→ **TEXT SEGMENT**:
# Looking for a pointy stylus



## HappyGuy (Nov 3, 2008)

All of the stylus (stylii?) I've seen have a working end the size of a mushed down marking pen. Does anyone know of one that has a fairly small point? Something that might be good for precise pointing in an app? I've seen what Amazon calls slim, but it looks like they're talking about a slim pen, not a small stylus.


----------



## TraceyC/FL (Mar 23, 2011)

Be sure you are buying stylus's for capitative screens. The precision of a stylus has less to do with the tip, and more to do with the screen quality itself and the app. 

I"m not sure I can actually explain it at the moment - but picture a big sheet of tiny grid paper on the screen, the size of the grid is determined by how much money the manufacture spent on it and/or went to lengths to write their software to interpret the touch "spot". Then some apps will let you draw really tiny because they are using that tiny grid space....

Does that make sense??  

But mainly, the quality of the tip material can come into play - but there needs to be a "charge" between the item touching it and the screen....


----------



## Betsy the Quilter (Oct 27, 2008)

Somebody, (Jesslyn?) got a pointy stylus... I don't remember the brand, but I'd like one, too.  It was more than I wanted to pay at the time....

Sent from Killashandra, 
my Kindle Fire 4G


----------



## intinst (Dec 23, 2008)

Betsy the Quilter said:


> Somebody, (Jesslyn?) got a pointy stylus... I don't remember the brand, but I'd like one, too. It was more than I wanted to pay at the time....
> 
> Sent from Killashandra,
> my Kindle Fire 4G


I believe it was the Hand Stylus you are thinking of. I got one and really like it. - http://handstylus.com/
You are right that it is a little costly but I consider it worth the price.


----------



## MDB (Dec 31, 2010)

intinst said:


> I believe it was the Hand Stylus you are thinking of. I got one and really like it. - http://handstylus.com/
> You are right that it is a little costly but I consider it worth the price.


You're right, it is the Hand Stylus, and I bought one as well based on Jesslyn's recommendation. I would also suggest purchasing the extra replacement tips; 6 for $9.95. They ship pretty fast too.


----------



## KimberlyinMN (Dec 30, 2009)

If you are looking for a stylus to hand write notes, etc., the GoSmart stylus is great!
http://www.amazon.com/gp/product/B008I9CFKS/ref=oh_details_o00_s00_i00

Here's a good review from The Gadgeteer:
http://the-gadgeteer.com/2012/08/20/gosmart-stylus-review/


----------



## HappyGuy (Nov 3, 2008)

Intinst, how small is the tip on the Handstylus? Is it ball point sized or larger?

I wonder how long those spring tips hold up?


----------



## intinst (Dec 23, 2008)

HappyGuy said:


> Intinst, how small is the tip on the Handstylus? Is it ball point sized or larger?
> 
> I wonder how long those spring tips hold up?

→ **EXERCISE A**:
Answer each question from the stylus thread on its own line, marked (i), (ii), (iii):
(i) Which stylus does intinst identify as the pointy one Betsy the Quilter remembered?
(ii) According to MDB, how many extra replacement tips come in a pack, and at what price?
(iii) Which stylus does KimberlyinMN recommend for handwriting notes?
→ **EXERCISE B**: Rewrite the paragraph of the stylus thread that begins "I"m not sure I can actually explain it" as a short bulleted list that keeps its main points.
The items after this note come from a different source than the stylus thread.

→ **DATA ENTRIES**:
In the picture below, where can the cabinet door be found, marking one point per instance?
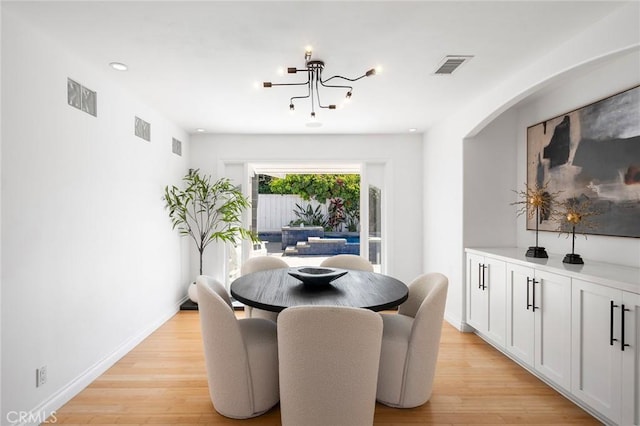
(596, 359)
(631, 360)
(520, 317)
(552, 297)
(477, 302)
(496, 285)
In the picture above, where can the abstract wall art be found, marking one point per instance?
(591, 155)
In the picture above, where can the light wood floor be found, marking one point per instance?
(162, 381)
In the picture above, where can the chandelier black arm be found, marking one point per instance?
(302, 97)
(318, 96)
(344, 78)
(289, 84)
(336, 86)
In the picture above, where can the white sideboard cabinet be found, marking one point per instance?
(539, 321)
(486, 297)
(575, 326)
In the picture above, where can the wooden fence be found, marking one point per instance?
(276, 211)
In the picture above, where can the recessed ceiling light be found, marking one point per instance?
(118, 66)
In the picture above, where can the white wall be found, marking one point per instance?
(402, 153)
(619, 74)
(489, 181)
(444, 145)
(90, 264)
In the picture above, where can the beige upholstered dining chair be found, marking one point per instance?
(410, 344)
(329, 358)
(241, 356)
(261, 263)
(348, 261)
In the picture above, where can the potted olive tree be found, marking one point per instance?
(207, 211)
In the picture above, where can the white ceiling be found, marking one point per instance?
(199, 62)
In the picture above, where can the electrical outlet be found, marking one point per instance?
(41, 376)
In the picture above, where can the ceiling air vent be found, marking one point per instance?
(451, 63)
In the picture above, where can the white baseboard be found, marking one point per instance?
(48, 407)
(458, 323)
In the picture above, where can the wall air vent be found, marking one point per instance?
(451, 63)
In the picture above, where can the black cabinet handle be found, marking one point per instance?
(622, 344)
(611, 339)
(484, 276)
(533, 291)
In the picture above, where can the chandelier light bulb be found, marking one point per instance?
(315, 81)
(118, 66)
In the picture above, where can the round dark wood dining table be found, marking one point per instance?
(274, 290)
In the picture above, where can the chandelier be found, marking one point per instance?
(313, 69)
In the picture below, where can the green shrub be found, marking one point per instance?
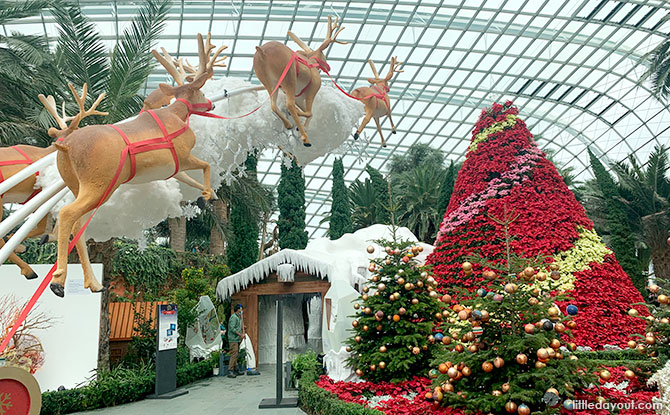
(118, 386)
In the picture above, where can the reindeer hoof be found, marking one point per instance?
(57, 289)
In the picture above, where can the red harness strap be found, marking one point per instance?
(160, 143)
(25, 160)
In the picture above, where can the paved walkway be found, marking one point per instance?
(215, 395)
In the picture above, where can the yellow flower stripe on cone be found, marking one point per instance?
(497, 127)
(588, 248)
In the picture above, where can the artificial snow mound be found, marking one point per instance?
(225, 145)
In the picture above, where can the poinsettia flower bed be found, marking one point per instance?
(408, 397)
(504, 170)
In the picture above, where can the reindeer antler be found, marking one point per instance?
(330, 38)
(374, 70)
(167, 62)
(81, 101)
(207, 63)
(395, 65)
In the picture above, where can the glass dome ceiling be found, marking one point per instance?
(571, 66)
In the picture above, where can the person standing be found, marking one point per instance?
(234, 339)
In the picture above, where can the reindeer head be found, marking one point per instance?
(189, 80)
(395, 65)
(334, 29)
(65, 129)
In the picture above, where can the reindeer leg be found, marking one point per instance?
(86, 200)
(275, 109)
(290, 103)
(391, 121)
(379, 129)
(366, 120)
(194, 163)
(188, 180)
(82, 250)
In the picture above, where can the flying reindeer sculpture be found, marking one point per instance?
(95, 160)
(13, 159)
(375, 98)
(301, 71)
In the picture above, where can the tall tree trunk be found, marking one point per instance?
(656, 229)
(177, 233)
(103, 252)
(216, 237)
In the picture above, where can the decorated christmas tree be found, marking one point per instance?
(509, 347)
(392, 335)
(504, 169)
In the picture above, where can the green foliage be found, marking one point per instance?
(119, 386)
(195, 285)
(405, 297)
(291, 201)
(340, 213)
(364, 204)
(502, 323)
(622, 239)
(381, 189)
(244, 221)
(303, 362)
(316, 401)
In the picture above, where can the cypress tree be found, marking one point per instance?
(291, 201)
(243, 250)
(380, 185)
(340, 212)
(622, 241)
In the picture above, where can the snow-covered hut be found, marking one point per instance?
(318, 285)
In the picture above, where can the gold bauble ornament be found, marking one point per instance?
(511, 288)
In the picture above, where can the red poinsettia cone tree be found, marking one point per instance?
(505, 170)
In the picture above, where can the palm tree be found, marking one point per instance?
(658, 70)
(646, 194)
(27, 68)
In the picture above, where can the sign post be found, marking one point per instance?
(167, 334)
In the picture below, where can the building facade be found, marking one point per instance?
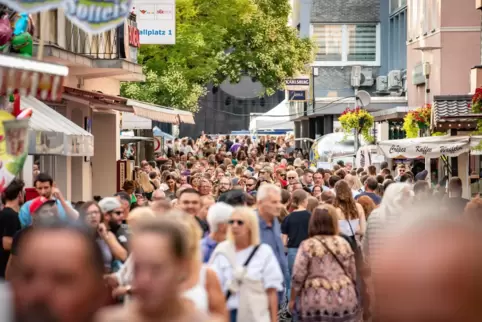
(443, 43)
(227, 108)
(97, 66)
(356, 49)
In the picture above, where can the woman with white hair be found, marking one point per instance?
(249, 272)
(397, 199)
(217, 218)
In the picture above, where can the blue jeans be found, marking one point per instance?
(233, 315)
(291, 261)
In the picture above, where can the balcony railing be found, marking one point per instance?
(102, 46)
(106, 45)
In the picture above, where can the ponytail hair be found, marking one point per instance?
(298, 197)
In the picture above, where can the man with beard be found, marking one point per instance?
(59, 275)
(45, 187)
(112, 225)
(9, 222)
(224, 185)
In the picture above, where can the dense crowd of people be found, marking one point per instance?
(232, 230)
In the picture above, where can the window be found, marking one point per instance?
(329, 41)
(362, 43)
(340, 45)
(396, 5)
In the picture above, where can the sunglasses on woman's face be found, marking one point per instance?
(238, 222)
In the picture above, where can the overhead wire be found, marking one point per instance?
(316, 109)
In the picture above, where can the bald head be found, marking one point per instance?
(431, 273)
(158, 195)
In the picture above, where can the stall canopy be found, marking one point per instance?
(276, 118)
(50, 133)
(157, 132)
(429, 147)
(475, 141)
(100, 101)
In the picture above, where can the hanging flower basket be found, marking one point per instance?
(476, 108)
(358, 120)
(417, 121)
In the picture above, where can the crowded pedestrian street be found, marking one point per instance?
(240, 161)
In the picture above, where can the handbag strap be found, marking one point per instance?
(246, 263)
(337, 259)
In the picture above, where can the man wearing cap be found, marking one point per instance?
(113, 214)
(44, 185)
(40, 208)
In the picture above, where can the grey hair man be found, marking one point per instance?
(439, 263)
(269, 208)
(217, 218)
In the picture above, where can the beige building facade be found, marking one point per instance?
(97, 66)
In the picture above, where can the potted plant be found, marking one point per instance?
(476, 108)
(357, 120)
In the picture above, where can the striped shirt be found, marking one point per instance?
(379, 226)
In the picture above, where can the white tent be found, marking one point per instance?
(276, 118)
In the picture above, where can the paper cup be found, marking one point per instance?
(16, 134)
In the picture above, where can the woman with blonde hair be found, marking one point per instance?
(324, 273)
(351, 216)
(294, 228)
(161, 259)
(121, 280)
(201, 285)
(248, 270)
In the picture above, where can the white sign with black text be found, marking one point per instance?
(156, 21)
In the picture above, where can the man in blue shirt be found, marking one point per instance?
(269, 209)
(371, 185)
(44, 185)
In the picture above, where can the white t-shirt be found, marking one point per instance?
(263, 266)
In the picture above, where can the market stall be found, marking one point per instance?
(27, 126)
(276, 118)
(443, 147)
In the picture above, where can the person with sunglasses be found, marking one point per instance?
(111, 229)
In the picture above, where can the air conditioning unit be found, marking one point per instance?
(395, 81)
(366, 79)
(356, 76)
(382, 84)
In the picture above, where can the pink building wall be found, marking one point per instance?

→ **EXERCISE SOLUTION A**:
(i) The Hand Stylus.
(ii) Six tips for $9.95.
(iii) The GoSmart stylus.

→ **EXERCISE SOLUTION B**:
- Think of the screen as covered by a large sheet of fine grid paper.
- The grid's size depends on how much the manufacturer spent on the screen and/or how much effort went into software that interprets the touch "spot."
- Some apps use that tiny grid spacing, so they let you draw very small.